_What needs to be done_: Can you echo, word for word, the stretch of the items that opens with the line containing "Annotation task — mark the door" and closes with the line containing "Target: door frame", with both of those lines included?

_Extracted records_:
=======
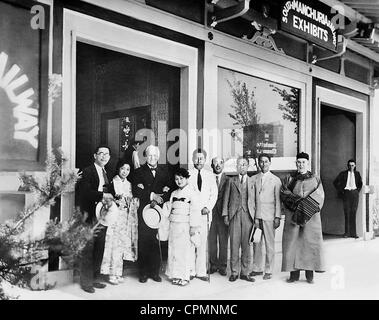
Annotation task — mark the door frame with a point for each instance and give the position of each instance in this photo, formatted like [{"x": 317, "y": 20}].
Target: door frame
=======
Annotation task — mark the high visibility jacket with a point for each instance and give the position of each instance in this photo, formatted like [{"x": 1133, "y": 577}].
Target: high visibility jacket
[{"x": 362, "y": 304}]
=======
_Task solution_:
Annotation task — mark the door frame with a point for each instance and give the position of each instance in this photo, formatted like [{"x": 317, "y": 20}].
Target: door frame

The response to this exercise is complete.